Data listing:
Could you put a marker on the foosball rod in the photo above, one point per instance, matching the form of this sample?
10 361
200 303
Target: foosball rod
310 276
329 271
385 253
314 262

EXERCISE PROMPT: Arrange every line of the rows above as a Markdown table with two columns, "No." for the line number and "Line" for the line itself, skipping any blank lines.

EXERCISE RESULT:
| No. | Line |
|---|---|
| 1 | Could you put a marker on the foosball rod in the photo above, one point per instance, matching the form of this sample? |
| 2 | 10 361 |
| 3 | 200 303 |
| 4 | Target: foosball rod |
| 5 | 310 276 |
| 6 | 329 271 |
| 7 | 385 253 |
| 8 | 314 262 |